[EXCERPTED RECORDS Boundary: Start]
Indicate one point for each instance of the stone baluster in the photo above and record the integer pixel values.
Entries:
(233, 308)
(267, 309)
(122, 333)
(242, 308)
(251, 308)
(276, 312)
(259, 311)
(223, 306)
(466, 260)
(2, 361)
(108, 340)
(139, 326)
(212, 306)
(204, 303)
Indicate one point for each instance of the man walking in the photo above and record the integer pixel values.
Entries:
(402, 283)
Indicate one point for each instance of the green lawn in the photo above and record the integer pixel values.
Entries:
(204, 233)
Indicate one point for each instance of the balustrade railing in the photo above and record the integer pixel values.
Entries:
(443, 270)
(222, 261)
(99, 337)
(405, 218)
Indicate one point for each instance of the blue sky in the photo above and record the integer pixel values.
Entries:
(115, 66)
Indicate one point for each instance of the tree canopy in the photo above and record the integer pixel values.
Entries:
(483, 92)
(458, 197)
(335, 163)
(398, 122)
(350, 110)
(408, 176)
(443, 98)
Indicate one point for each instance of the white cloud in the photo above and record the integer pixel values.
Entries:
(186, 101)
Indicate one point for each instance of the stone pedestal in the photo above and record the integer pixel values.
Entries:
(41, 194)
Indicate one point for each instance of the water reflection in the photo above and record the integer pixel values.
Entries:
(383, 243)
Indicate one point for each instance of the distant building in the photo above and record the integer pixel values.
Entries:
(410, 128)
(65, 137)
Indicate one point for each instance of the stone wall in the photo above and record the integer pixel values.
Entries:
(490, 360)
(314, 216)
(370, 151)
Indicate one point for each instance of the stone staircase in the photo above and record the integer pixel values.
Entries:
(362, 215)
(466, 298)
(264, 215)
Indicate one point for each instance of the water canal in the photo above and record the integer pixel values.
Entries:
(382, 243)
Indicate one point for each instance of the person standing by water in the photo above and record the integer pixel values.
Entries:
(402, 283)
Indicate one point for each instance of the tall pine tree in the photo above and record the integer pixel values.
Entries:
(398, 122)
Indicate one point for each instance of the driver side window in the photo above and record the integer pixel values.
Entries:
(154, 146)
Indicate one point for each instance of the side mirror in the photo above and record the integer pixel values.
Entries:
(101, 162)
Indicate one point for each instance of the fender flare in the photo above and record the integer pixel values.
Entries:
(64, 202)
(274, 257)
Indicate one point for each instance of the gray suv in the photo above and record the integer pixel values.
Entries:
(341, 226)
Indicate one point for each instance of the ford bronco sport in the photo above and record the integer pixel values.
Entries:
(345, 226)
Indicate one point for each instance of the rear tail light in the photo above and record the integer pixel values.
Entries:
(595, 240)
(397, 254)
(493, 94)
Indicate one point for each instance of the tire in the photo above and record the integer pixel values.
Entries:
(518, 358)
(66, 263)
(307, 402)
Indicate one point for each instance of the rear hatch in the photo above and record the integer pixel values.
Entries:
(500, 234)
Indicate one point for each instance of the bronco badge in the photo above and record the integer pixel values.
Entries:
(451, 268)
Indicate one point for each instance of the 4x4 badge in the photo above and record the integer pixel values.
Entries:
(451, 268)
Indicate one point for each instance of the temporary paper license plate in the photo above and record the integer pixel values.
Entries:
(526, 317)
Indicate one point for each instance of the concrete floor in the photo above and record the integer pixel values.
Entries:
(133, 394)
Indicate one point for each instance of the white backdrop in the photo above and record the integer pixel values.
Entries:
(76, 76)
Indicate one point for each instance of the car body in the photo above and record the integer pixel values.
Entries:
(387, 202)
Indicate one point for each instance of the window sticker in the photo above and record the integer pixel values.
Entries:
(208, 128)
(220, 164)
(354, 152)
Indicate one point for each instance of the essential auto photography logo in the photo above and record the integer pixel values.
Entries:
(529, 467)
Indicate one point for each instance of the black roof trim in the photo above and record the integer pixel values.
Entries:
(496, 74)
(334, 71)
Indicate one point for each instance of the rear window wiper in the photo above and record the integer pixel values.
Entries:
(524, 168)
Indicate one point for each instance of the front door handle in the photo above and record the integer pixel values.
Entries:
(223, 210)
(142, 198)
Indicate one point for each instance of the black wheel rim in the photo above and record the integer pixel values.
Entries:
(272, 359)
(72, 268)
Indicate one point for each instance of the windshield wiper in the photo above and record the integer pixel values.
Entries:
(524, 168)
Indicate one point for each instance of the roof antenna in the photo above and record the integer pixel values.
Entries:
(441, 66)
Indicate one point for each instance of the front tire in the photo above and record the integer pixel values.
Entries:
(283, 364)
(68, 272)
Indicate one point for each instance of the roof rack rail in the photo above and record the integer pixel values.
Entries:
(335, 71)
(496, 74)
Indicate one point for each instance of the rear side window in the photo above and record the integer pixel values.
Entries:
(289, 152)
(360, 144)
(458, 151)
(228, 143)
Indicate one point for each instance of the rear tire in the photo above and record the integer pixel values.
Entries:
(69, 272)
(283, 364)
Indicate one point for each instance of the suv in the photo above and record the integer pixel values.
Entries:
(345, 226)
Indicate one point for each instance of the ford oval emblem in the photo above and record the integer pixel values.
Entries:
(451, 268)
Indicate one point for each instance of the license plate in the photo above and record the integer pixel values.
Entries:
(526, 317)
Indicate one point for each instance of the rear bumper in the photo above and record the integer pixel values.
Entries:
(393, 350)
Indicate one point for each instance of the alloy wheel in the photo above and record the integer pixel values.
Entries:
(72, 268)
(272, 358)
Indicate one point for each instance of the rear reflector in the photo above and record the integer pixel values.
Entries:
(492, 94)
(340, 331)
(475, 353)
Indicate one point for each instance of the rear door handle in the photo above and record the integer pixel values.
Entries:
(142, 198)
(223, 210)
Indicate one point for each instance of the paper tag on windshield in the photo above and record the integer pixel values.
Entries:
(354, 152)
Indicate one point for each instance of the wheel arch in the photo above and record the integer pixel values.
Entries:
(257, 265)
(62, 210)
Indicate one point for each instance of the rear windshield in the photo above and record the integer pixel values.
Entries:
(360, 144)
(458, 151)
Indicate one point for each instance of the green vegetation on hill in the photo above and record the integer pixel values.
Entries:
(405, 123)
[EXCERPTED RECORDS Boundary: End]
→ **WHAT THIS TASK INVOLVES**
Each entry above is to be written out exactly.

→ **EXERCISE ANSWER**
Indicate one point for each instance of the stone baluster in the photo above and record the integer pixel values.
Entries:
(233, 308)
(267, 309)
(122, 333)
(242, 308)
(251, 308)
(276, 312)
(259, 311)
(223, 306)
(466, 260)
(2, 361)
(108, 340)
(139, 326)
(212, 306)
(204, 303)
Indicate one point for each instance of the man walking in the photo above and record the integer pixel values.
Entries:
(402, 283)
Indicate one point for each instance of the green lawn in the photo above and record the integer pixel values.
Entries:
(204, 233)
Indicate one point for each instance of the balustrade railing in the photo above and record the integer pixel values.
Entries:
(443, 270)
(222, 261)
(99, 337)
(405, 218)
Indicate one point for each instance of the blue sky in the photo above and record the integer pixel values.
Entries:
(115, 66)
Indicate one point for each instance of the tree canopy in the photo above and record the integer pixel values.
Entries:
(483, 92)
(458, 197)
(335, 163)
(398, 122)
(350, 110)
(408, 176)
(443, 98)
Indicate one point for each instance of the white cloud in the photo above and record the integer pixel values.
Entries:
(186, 101)
Indicate one point for each instance of the stone pedestal in the photo above and record the integer pixel values.
Entries:
(41, 194)
Indicate one point for each instance of the water reflection in the photo above and record the integer pixel values.
Entries:
(383, 243)
Indicate one point for each instance of the distant building in the photo above and record the integer pixel values.
Entries:
(410, 128)
(65, 137)
Indicate one point for each instance of the stone wall in the photo above and record the integer pixel values.
Entries:
(490, 360)
(314, 216)
(370, 151)
Indicate one point for each instance of the stone staircase in the photo above and record the integer pixel values.
Entries:
(362, 215)
(466, 298)
(264, 215)
Indicate one point for each instance of the water canal in the photo above and record the integer pixel values.
Entries:
(382, 243)
Indicate one point for each instance of the person standing by water in the photo above and record the integer pixel values.
Entries:
(402, 283)
Indicate one point for each instance of the tall pine tree in the photo above and record the integer pixel values.
Entries:
(398, 122)
Indicate one point for each instance of the driver side window in the photo above and record the integer pixel values.
Entries:
(154, 146)
Indicate one point for each instance of the side mirror in the photo above and record the integer pixel values.
Entries:
(101, 162)
Indicate one point for each instance of the fender flare in the photo above and record the integer pixel values.
Entries:
(64, 202)
(274, 257)
Indicate one point for each instance of the gray suv in the photo above and record the integer pixel values.
Entries:
(341, 226)
Indicate one point for each instance of the ford bronco sport in the photo above and record the integer pixel values.
Entries:
(345, 226)
Indicate one point for each instance of the rear tail light in the photo above and record the integer pixel values.
Entries:
(595, 240)
(397, 254)
(493, 94)
Indicate one point for each instance of the tire in the photo above and record the integer pixel values.
Entries:
(518, 358)
(66, 263)
(307, 402)
Indicate one point for each instance of the rear hatch in the photo above and record the integer pixel values.
Entries:
(500, 234)
Indicate one point for each instance of the bronco badge in the photo above and record the integer pixel values.
Entries:
(451, 268)
Indicate one point for each instance of the 4x4 badge in the photo above and record the integer pixel values.
Entries:
(451, 268)
Indicate one point for each instance of the temporary paper license plate in the photo above and record the integer pixel values.
Entries:
(526, 317)
Indicate one point for each instance of the concrete floor in the photo above and record the integer pixel values.
Entries:
(133, 394)
Indicate one point for each instance of the white backdrop in the photo above and record the integer pixel values.
Entries:
(76, 76)
Indicate one point for each instance of the car body in the photo above and record the integer pixel values.
Entries:
(387, 202)
Indicate one point for each instance of the window sticker in the photo above and record the integer pixel values.
Entries:
(208, 128)
(220, 164)
(354, 152)
Indicate one point for each instance of the essential auto photography logo in the photo above and record the integer pixel values.
Entries:
(529, 467)
Indicate one point for each instance of the black roof trim in the photo above and record the integer pixel values.
Entries:
(496, 74)
(334, 71)
Indicate one point for each instance of the rear window wiper in the photo above and record the integer pixel values.
Entries:
(524, 168)
Indicate one point for each instance of the front door handle in the photo above and record the integer pixel values.
Entries:
(223, 210)
(142, 198)
Indicate one point for each instance of the black wheel rim in the photo above and record the integer pixel values.
Entries:
(272, 359)
(72, 268)
Indicate one point for each instance of the windshield wiper in the photo above and record the integer pixel values.
Entries:
(524, 168)
Indicate one point for each instance of the roof antenna in the photo above and record the integer pixel values.
Entries:
(441, 66)
Indicate one point for each instance of the front tire in the photo above and record the integer pixel values.
Entries:
(283, 364)
(68, 272)
Indicate one point for each instance of the roof rack rail in the photo above and record the integer pixel values.
Entries:
(335, 71)
(496, 74)
Indicate one point for each instance of the rear side window in the photo above and record the integer pixel values.
Entries:
(289, 152)
(360, 144)
(458, 151)
(228, 143)
Indicate one point for each instance of the rear tire in the photo above and record the integer pixel values.
Entries:
(69, 272)
(283, 364)
Indicate one point for each instance of the suv in the photo above and record the integer pixel values.
Entries:
(345, 226)
Indicate one point for each instance of the ford oval emblem in the photo above and record the integer pixel values.
Entries:
(451, 268)
Indicate one point for each instance of the license plate in the photo above and record the integer pixel values.
Entries:
(526, 317)
Indicate one point for each instance of the rear bumper in the photo above and record the integer pixel values.
Entries:
(393, 350)
Indicate one point for each instance of the alloy wheel in the photo above and record the integer pixel values.
Entries:
(72, 268)
(272, 358)
Indicate one point for each instance of the rear reflector in the photo above and record the integer pixel values.
Entries:
(492, 94)
(340, 331)
(475, 353)
Indicate one point for each instance of the rear door handle in the photo above and record the integer pixel values.
Entries:
(142, 198)
(223, 210)
Indicate one point for each instance of the paper tag on windshield in the photo above and record the integer pixel values.
Entries:
(354, 152)
Indicate one point for each instance of the wheel arch in the photo above and record the integer pixel values.
Entries:
(257, 265)
(62, 210)
Indicate one point for each instance of the rear windshield in the photo above and record the integer pixel values.
Entries:
(360, 144)
(458, 151)
Indicate one point for each instance of the green vegetation on hill in the photo above and record the integer pixel values.
Entries:
(405, 123)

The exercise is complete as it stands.